Proceedings of the 12th Web as Corpus Workshop

Adrien Barbaresi, Felix Bildhauer, Roland Schäfer, Egon Stemle

May 2020

Abstract

For almost fifteen years, the ACL SIGWAC, and most notably the Web as Corpus (WAC) workshops, have served as a platform for researchers interested in the compilation, processing and use of webderived corpora as well as computer-mediated communication. Past workshops were co-located with major conferences on corpus linguistics and computational linguistics (such as ACL, EACL, Corpus Linguistics, LREC, NAACL, WWW). In corpus linguistics and theoretical linguistics, the World Wide Web has become increasingly popular as a source of linguistic evidence, especially in the face of data sparseness or the lack of variation in traditional corpora of written language. In lexicography, web data have become a major and wellestablished resource with dedicated research data and specialised tools. In other areas of theoretical linguistics, the adoption rate of web corpora has been slower but steady. Furthermore, some completely new areas of linguistic research dealing exclusively with web (or similar) data have emerged, such as the construction and utilisation of corpora based on short messages. Another example is the (manual or automatic) classification of web texts by genre, register, or – more generally speaking – “text type”, as well as topic area. In computational linguistics, web corpora have become an established source of data for the creation of language models, word embeddings, and all types of machine learning. The 12th Web as Corpus workshop (WAC-XII) looks at the past, present, and future of web corpora given the fact that large web corpora are nowadays provided mostly by a few major initiatives and companies, and the diversity of the early years appears to have faded slightly. Also, we acknowledge the fact that alternative sources of data (such as data from Twitter and similar platforms) have emerged, some of them only available to large companies and their affiliates, such as linguistic data from social media and other forms of the deep web. At the same time, gathering interesting and relevant web data (web crawling) is becoming an ever more intricate task as the nature of the data offered on the web changes (for example the death of forums in favour of more closed platforms).

Type

Book

Publication

European Language Resources Association

• **DATASET**:
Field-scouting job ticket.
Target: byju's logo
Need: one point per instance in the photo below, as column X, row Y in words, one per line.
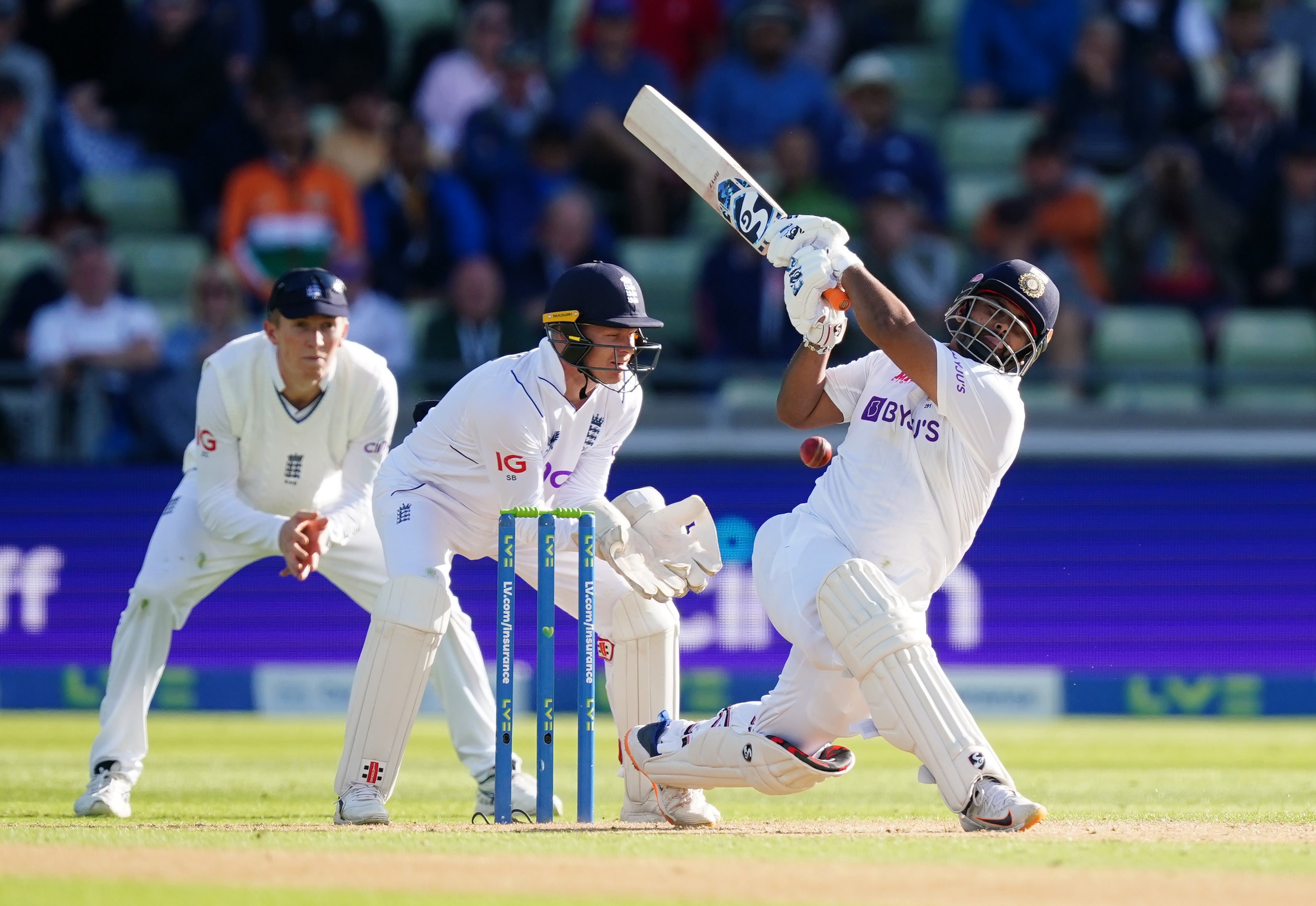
column 32, row 578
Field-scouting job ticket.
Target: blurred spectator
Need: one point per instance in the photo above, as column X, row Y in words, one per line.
column 286, row 209
column 1175, row 237
column 219, row 316
column 167, row 78
column 1240, row 148
column 1102, row 108
column 1065, row 214
column 85, row 141
column 566, row 236
column 1279, row 249
column 239, row 29
column 1016, row 235
column 686, row 33
column 749, row 96
column 95, row 339
column 1250, row 53
column 358, row 144
column 1012, row 53
column 20, row 166
column 475, row 325
column 516, row 183
column 868, row 148
column 799, row 188
column 462, row 81
column 822, row 36
column 29, row 68
column 921, row 268
column 77, row 36
column 739, row 307
column 419, row 221
column 377, row 321
column 44, row 283
column 1294, row 21
column 594, row 101
column 320, row 39
column 1162, row 41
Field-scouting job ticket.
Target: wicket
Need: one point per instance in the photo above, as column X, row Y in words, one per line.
column 545, row 668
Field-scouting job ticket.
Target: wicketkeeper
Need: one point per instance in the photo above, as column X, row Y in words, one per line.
column 848, row 575
column 539, row 430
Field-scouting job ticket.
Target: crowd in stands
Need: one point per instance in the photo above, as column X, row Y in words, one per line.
column 1169, row 159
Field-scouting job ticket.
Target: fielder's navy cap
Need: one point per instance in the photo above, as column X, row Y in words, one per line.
column 598, row 294
column 306, row 291
column 1028, row 287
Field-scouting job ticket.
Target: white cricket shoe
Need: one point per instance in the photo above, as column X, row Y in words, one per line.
column 678, row 806
column 524, row 793
column 997, row 808
column 362, row 804
column 107, row 793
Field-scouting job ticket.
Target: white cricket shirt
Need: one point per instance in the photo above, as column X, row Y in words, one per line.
column 913, row 480
column 258, row 461
column 507, row 436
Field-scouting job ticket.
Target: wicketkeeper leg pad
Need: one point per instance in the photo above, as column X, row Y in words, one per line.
column 407, row 624
column 724, row 757
column 643, row 673
column 884, row 642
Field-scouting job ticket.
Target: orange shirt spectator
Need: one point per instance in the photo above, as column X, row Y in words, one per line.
column 1065, row 215
column 287, row 211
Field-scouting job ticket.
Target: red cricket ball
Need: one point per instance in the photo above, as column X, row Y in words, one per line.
column 816, row 451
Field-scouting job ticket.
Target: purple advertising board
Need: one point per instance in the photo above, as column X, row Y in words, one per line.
column 1090, row 567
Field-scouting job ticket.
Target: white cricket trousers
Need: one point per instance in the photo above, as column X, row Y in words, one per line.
column 815, row 701
column 185, row 563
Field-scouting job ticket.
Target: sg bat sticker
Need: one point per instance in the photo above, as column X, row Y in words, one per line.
column 746, row 209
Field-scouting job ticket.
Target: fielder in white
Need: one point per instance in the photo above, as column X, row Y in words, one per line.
column 848, row 575
column 291, row 428
column 540, row 430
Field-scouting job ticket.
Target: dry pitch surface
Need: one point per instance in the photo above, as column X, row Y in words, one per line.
column 232, row 809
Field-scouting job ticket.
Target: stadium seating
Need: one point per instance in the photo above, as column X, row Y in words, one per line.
column 1268, row 361
column 1151, row 360
column 668, row 270
column 162, row 268
column 969, row 194
column 991, row 141
column 144, row 201
column 19, row 256
column 927, row 79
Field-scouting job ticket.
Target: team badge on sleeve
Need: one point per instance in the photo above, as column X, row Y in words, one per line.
column 373, row 772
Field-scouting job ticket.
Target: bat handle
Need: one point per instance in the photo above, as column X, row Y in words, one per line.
column 837, row 299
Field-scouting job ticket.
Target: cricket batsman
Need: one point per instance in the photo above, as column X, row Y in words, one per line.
column 291, row 428
column 846, row 576
column 539, row 430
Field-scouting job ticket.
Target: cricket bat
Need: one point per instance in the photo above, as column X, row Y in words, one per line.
column 711, row 171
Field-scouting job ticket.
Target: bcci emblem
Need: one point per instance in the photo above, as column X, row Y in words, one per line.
column 1034, row 283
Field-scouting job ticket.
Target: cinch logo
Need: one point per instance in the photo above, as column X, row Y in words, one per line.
column 881, row 409
column 556, row 479
column 512, row 464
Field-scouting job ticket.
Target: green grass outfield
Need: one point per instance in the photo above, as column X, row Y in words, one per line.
column 243, row 781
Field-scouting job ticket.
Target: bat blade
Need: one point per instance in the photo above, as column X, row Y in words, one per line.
column 706, row 166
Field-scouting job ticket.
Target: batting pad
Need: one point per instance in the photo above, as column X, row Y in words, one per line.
column 406, row 626
column 643, row 673
column 884, row 644
column 723, row 757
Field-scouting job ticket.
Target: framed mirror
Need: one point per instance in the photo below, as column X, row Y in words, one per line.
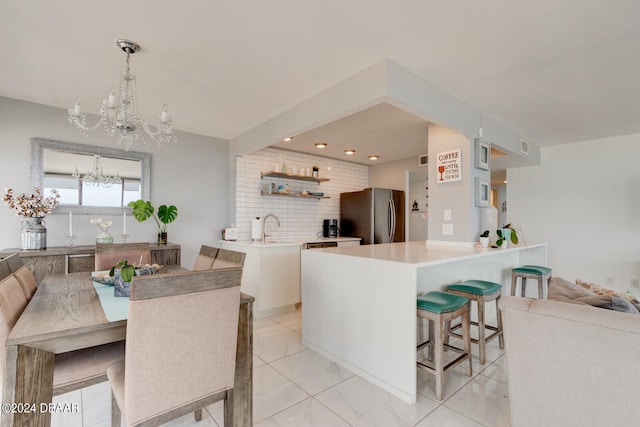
column 91, row 180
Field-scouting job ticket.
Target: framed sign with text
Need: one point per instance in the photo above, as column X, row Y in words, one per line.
column 449, row 166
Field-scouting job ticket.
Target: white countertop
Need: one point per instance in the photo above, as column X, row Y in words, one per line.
column 290, row 241
column 421, row 253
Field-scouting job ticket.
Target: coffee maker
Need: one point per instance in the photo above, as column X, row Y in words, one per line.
column 330, row 228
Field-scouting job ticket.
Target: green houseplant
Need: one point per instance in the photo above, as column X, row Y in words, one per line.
column 484, row 239
column 505, row 234
column 143, row 210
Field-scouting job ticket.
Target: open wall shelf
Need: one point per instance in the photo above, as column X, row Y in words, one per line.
column 296, row 177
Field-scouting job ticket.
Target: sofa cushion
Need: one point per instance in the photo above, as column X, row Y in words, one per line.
column 563, row 290
column 599, row 290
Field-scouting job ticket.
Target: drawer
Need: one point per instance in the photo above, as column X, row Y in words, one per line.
column 80, row 263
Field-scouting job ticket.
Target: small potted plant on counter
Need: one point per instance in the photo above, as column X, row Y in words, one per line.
column 505, row 234
column 143, row 210
column 484, row 239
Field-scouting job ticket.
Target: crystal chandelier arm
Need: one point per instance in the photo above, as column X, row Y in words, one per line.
column 79, row 119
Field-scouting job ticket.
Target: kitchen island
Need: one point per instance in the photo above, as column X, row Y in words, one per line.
column 359, row 302
column 272, row 270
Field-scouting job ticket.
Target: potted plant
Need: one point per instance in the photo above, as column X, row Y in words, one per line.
column 505, row 234
column 484, row 239
column 122, row 274
column 143, row 210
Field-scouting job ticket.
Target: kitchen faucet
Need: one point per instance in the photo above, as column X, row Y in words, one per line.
column 264, row 224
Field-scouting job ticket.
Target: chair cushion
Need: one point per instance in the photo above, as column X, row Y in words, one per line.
column 476, row 287
column 220, row 263
column 440, row 302
column 27, row 281
column 12, row 299
column 81, row 368
column 533, row 269
column 203, row 262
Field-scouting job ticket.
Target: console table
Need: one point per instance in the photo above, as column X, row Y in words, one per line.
column 78, row 259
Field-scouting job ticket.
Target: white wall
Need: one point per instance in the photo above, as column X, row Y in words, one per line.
column 193, row 175
column 457, row 197
column 392, row 174
column 298, row 217
column 418, row 192
column 584, row 200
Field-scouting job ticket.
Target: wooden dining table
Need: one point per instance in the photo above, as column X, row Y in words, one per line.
column 66, row 314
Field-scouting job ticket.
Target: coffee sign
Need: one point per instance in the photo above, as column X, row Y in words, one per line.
column 449, row 166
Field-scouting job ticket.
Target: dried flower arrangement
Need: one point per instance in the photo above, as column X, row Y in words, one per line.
column 33, row 206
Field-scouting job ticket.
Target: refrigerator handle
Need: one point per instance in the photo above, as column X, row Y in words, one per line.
column 389, row 219
column 392, row 216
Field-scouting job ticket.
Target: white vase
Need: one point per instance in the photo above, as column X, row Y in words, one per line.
column 506, row 237
column 34, row 233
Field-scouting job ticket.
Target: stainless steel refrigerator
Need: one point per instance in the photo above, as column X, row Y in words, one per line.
column 374, row 214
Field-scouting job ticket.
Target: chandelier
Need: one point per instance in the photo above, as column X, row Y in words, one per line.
column 96, row 177
column 120, row 116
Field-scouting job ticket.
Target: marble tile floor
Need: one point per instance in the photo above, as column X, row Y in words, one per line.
column 294, row 386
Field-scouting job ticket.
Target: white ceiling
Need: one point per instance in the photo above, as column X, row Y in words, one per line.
column 382, row 130
column 554, row 71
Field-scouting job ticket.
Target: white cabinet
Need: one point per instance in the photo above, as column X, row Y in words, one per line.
column 342, row 243
column 271, row 274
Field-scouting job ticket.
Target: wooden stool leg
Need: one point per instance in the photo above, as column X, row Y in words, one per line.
column 431, row 340
column 540, row 294
column 499, row 318
column 466, row 336
column 481, row 333
column 447, row 330
column 439, row 338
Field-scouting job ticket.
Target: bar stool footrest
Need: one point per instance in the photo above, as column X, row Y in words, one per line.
column 496, row 332
column 455, row 362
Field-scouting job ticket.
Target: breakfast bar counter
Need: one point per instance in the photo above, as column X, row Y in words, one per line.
column 359, row 302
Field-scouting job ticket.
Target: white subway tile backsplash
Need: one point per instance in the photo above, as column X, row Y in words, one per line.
column 298, row 217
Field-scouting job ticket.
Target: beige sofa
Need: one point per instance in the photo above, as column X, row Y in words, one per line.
column 571, row 364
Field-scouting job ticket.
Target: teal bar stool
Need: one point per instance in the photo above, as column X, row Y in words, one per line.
column 439, row 308
column 481, row 292
column 540, row 273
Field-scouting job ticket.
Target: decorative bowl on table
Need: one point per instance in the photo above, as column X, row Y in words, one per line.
column 122, row 288
column 102, row 277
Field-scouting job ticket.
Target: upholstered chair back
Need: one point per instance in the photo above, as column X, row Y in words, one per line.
column 205, row 258
column 23, row 274
column 12, row 303
column 181, row 341
column 134, row 253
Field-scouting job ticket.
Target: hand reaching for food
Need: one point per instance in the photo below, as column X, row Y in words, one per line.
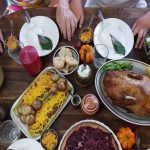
column 66, row 19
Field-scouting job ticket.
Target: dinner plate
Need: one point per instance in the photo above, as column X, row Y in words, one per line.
column 120, row 30
column 26, row 144
column 39, row 25
column 86, row 122
column 139, row 67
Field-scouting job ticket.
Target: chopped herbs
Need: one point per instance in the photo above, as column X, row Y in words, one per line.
column 45, row 42
column 117, row 66
column 119, row 48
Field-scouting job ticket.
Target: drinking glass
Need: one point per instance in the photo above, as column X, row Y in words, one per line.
column 100, row 55
column 9, row 132
column 31, row 60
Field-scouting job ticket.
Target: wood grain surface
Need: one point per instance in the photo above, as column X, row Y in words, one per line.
column 17, row 79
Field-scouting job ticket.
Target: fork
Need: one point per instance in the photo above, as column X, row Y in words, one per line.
column 113, row 39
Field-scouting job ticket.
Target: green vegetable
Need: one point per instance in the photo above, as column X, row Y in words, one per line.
column 119, row 48
column 117, row 66
column 45, row 42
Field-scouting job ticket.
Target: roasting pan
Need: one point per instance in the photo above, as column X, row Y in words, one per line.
column 138, row 67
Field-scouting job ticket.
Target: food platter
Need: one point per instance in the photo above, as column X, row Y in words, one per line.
column 26, row 144
column 43, row 26
column 86, row 123
column 120, row 30
column 23, row 127
column 138, row 67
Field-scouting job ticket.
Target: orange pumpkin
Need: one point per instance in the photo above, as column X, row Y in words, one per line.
column 126, row 137
column 86, row 54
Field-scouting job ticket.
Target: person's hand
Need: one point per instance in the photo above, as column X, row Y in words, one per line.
column 140, row 28
column 66, row 20
column 1, row 41
column 77, row 9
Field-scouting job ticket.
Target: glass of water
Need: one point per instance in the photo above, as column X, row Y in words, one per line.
column 100, row 55
column 9, row 132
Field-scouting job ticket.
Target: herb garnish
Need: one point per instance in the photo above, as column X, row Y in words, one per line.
column 45, row 42
column 117, row 66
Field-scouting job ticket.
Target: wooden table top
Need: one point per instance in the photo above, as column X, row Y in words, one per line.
column 17, row 79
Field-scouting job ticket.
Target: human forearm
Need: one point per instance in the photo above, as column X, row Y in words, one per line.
column 76, row 2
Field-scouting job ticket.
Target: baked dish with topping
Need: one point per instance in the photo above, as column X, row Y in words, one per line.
column 89, row 135
column 41, row 103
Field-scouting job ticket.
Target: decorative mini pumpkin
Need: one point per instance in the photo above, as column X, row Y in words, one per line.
column 86, row 54
column 126, row 137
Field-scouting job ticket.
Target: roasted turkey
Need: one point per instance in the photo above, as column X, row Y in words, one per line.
column 129, row 90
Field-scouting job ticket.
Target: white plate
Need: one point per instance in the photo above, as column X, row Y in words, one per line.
column 90, row 121
column 120, row 30
column 23, row 127
column 26, row 144
column 139, row 67
column 39, row 25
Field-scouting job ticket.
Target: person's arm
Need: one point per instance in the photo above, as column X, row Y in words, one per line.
column 66, row 19
column 76, row 7
column 68, row 16
column 140, row 28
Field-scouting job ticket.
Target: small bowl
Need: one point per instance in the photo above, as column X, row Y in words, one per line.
column 84, row 30
column 75, row 55
column 76, row 100
column 52, row 131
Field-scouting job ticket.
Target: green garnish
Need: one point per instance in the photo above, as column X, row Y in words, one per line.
column 119, row 48
column 45, row 42
column 118, row 66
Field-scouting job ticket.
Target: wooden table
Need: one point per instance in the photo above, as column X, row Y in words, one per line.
column 17, row 79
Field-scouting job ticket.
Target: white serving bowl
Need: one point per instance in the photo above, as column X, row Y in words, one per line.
column 75, row 55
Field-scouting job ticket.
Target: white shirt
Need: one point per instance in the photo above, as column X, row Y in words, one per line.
column 116, row 3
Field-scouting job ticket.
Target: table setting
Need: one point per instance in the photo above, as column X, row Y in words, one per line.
column 92, row 92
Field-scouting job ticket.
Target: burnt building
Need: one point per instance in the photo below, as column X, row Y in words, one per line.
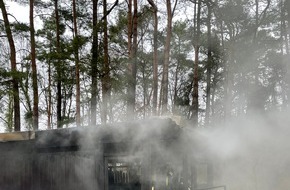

• **REQUIREMENT**:
Summarize the workshop abstract in two sentences. The records were taken from a separate source.

• **SOLUTION TO THIS EXERCISE**:
For almost fifteen years, the Web as Corpus workshops have served researchers who compile, process and use web-derived corpora, which have become an established resource in lexicography and computational linguistics and have given rise to new areas of linguistic research. The 12th workshop looks at the past, present and future of web corpora now that a few major initiatives and companies supply most large ones, alternative data sources such as Twitter have emerged, and web crawling is becoming ever more intricate.